◆ GESTELLTE AUFGABE 1
Welche Zeilen der Datensätze enthalten das Wort „ceiling“? Filtere genau diese Zeilen heraus und gib sie wörtlich wieder.
* * * * * * *
Aus der Welt-Ökumene waren u.a. Metropolit Emmanuel (Chalkedon) und Metropolit Polykarp (Italien) für das Ökumenische Patriarchat von Konstantinopel, Metropolit Antonij (Sevrjuk) als Außenamtsleiter des russisch-orthodoxen Moskauer Patriarchats und der bayerische Landesbischof und langjährige EKD-Ratsvorsitzende Heinrich Bedford-Strohm als Vorsitzender des Zentralausschusses des Weltkirchenrats (ÖRK) präsent. Der Wiener Bischof Andrej (Cilerdzic) vertrat das serbisch-orthodoxe Patriarchat in Belgrad.
Während des Gottesdienstes enthüllten vereinzelte Teilnehmer Spruchbänder. Auf ihnen dankten sie Benedikt, ein Transparent forderte mit den italienischen Worten "Santo Subito" die rasche Selig- und Heiligsprechung des Verstorbenen. Zahlreiche Teilnehmer aus Bayern schwenkten weiß-blaue Fahnen.
* * * * * * *
◆ GESTELLTE AUFGABE 2
Zitiere aus dem Text über den Gottesdienst für den verstorbenen Benedikt wortgetreu den Abschnitt, der mit den Worten „Aus der Welt-Ökumene“ beginnt und mit „schwenkten weiß-blaue Fahnen.“ endet.

Teil einer Datendatei:
* * * * * * *
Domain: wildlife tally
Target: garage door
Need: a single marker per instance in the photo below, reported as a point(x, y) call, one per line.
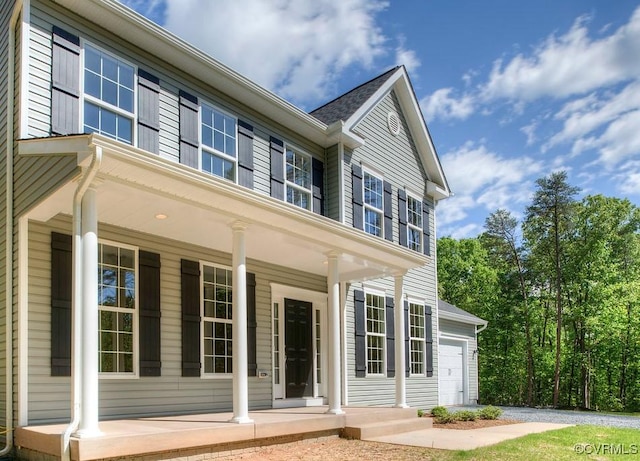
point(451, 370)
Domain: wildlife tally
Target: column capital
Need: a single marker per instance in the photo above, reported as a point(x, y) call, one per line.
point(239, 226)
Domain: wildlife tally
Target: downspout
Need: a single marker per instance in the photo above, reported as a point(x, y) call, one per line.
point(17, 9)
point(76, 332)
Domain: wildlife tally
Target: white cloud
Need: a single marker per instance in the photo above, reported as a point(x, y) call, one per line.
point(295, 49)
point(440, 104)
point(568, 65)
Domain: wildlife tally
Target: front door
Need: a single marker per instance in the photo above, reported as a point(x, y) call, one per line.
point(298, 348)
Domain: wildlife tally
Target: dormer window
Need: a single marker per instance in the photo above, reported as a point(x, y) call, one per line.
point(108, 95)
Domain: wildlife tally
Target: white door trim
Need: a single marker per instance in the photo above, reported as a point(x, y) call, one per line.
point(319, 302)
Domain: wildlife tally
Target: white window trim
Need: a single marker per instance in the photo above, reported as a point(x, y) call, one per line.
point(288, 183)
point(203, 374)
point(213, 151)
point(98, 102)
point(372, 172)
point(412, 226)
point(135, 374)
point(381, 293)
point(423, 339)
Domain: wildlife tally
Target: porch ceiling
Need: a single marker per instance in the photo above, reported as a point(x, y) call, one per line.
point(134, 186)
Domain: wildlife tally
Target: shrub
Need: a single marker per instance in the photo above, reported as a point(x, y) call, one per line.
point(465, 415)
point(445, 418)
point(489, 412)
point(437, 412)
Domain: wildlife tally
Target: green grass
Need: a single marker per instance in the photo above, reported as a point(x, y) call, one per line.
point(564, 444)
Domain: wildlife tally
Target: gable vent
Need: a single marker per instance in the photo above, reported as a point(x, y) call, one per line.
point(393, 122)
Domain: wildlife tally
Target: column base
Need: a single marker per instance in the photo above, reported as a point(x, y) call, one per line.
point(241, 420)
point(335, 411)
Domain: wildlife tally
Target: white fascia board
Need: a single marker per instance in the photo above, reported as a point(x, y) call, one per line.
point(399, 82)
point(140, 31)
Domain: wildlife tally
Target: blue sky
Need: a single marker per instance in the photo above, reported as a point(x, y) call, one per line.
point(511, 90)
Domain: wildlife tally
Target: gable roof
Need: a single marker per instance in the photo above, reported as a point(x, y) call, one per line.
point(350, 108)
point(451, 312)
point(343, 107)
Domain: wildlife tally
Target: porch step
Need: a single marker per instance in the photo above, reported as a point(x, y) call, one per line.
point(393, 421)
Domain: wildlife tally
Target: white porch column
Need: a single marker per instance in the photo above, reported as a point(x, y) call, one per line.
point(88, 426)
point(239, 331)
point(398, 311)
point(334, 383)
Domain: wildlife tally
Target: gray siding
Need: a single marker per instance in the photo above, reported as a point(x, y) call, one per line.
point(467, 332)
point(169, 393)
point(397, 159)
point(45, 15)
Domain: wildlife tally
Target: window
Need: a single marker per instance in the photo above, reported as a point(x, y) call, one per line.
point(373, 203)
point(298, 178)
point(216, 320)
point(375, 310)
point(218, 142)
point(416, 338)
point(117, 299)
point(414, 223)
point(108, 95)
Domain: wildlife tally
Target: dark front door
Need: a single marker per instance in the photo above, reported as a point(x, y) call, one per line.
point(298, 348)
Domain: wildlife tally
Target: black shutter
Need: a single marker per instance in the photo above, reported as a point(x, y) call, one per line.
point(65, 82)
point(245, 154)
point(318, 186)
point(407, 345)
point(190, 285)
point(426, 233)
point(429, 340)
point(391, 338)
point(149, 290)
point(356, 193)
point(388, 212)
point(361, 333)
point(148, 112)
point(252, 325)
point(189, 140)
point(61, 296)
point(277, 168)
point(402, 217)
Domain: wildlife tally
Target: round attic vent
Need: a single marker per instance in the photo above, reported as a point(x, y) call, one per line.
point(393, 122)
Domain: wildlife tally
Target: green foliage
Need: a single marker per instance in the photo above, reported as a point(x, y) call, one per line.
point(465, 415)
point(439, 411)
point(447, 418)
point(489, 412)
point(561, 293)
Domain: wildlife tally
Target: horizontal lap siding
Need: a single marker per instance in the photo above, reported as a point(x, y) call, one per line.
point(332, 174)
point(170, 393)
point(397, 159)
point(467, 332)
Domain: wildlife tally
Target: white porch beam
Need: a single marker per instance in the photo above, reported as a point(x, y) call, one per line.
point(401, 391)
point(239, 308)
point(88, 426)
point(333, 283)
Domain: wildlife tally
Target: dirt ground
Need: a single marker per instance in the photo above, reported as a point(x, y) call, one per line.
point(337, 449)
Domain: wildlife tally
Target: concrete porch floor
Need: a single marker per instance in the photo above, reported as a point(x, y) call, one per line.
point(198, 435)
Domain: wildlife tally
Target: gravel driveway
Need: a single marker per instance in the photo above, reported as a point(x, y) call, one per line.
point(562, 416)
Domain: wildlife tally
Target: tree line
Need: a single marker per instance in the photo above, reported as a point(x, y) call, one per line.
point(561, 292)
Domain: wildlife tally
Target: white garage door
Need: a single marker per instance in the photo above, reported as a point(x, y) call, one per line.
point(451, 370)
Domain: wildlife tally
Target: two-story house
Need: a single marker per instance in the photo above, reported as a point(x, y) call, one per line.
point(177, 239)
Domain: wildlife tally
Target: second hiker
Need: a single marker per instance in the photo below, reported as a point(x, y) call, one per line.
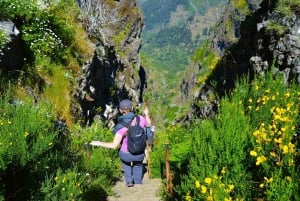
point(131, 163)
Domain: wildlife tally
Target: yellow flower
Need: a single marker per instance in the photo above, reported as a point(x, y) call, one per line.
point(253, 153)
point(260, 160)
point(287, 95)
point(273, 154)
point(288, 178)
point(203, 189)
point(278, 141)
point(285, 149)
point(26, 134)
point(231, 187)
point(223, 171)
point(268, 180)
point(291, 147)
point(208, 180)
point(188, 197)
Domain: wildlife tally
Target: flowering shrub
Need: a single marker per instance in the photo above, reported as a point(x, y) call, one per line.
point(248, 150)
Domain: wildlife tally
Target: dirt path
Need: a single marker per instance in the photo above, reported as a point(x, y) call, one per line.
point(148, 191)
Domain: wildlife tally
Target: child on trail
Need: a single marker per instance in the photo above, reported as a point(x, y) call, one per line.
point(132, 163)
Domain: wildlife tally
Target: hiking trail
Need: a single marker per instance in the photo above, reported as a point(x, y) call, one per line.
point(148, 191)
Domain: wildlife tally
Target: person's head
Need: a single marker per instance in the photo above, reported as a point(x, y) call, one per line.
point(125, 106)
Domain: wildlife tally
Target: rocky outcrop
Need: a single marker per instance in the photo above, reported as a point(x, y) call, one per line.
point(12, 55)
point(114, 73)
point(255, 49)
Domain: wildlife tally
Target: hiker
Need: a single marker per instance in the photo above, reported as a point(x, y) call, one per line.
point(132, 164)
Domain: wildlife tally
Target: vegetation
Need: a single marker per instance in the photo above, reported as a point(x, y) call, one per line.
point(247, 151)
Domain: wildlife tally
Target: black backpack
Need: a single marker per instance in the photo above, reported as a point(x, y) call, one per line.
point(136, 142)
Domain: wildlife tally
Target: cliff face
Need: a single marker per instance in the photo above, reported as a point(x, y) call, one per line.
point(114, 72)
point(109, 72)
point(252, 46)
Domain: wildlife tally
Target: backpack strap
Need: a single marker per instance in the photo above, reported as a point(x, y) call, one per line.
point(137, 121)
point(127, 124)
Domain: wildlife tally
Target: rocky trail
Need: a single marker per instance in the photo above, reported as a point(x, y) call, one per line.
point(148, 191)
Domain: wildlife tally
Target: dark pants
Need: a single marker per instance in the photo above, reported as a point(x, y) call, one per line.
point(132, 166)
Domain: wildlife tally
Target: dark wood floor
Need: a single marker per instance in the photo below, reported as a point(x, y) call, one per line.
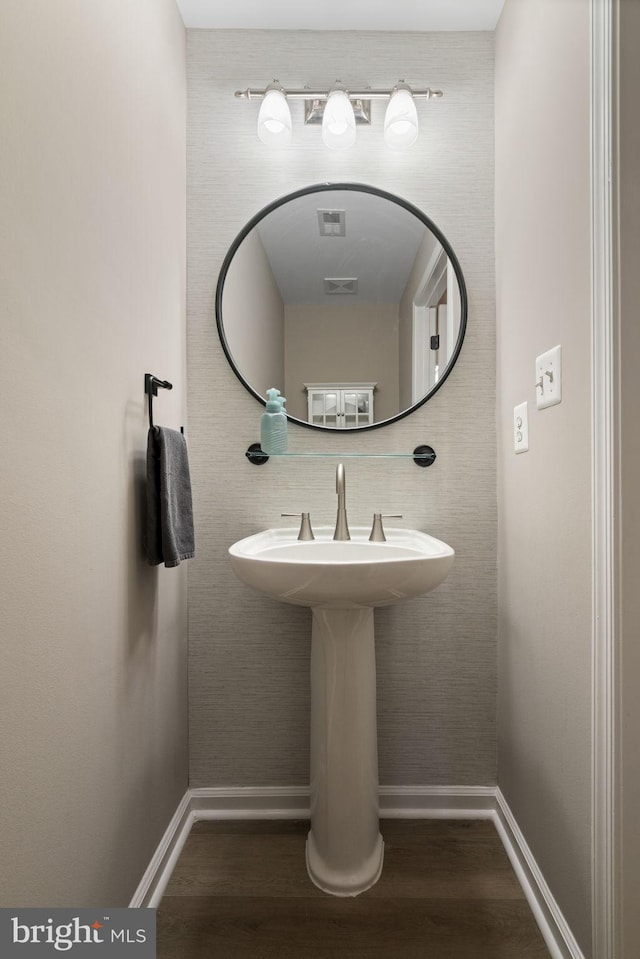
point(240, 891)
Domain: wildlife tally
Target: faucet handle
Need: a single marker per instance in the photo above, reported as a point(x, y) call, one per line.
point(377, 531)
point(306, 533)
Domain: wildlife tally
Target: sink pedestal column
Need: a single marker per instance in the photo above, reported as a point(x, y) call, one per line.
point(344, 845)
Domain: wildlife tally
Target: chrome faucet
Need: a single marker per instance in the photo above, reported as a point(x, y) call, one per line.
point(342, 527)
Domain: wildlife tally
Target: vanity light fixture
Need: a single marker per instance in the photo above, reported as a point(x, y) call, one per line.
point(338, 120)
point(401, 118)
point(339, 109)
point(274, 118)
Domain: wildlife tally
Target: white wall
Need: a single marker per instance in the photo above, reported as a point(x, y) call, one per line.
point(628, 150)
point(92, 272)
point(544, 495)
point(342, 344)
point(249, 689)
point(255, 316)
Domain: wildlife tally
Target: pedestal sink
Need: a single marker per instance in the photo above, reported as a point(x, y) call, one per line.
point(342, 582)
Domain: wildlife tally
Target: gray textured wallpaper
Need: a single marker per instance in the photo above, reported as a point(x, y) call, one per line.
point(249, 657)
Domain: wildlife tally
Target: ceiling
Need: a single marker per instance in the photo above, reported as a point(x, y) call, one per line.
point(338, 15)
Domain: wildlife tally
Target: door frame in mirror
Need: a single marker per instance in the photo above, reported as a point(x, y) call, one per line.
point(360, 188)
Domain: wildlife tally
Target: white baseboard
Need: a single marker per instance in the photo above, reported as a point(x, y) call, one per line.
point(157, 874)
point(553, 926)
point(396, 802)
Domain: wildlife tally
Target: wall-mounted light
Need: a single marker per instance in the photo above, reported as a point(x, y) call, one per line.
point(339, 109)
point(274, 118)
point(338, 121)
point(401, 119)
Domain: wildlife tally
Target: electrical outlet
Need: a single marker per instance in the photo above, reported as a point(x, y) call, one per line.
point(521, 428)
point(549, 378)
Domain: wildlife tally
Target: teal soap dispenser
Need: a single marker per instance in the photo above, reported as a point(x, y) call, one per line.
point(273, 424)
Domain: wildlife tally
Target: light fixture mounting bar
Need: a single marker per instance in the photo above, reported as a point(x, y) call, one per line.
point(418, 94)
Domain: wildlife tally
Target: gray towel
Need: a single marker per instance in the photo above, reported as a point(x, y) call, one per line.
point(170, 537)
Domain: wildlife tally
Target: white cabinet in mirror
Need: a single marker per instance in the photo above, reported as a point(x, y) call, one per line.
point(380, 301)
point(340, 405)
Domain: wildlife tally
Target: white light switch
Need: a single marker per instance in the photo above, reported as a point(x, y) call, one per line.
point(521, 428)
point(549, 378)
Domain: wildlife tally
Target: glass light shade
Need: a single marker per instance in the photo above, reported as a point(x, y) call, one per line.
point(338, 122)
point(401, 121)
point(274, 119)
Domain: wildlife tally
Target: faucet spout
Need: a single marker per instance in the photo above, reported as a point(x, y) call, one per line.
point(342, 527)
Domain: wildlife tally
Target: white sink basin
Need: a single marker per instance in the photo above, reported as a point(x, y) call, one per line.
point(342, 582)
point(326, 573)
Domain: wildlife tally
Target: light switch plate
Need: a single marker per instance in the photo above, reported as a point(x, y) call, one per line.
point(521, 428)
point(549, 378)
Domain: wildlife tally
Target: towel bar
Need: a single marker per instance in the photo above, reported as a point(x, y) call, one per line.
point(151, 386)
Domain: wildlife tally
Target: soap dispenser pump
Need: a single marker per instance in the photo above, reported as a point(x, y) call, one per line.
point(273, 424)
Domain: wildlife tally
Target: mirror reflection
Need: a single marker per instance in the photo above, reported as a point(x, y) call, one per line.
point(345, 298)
* * * * * * *
◆ RICHTIGES ERGEBNIS 1
Target: porch ceiling
Target: ceiling

◆ RICHTIGES ERGEBNIS 2
Aus der Welt-Ökumene waren u.a. Metropolit Emmanuel (Chalkedon) und Metropolit Polykarp (Italien) für das Ökumenische Patriarchat von Konstantinopel, Metropolit Antonij (Sevrjuk) als Außenamtsleiter des russisch-orthodoxen Moskauer Patriarchats und der bayerische Landesbischof und langjährige EKD-Ratsvorsitzende Heinrich Bedford-Strohm als Vorsitzender des Zentralausschusses des Weltkirchenrats (ÖRK) präsent. Der Wiener Bischof Andrej (Cilerdzic) vertrat das serbisch-orthodoxe Patriarchat in Belgrad.
Während des Gottesdienstes enthüllten vereinzelte Teilnehmer Spruchbänder. Auf ihnen dankten sie Benedikt, ein Transparent forderte mit den italienischen Worten "Santo Subito" die rasche Selig- und Heiligsprechung des Verstorbenen. Zahlreiche Teilnehmer aus Bayern schwenkten weiß-blaue Fahnen.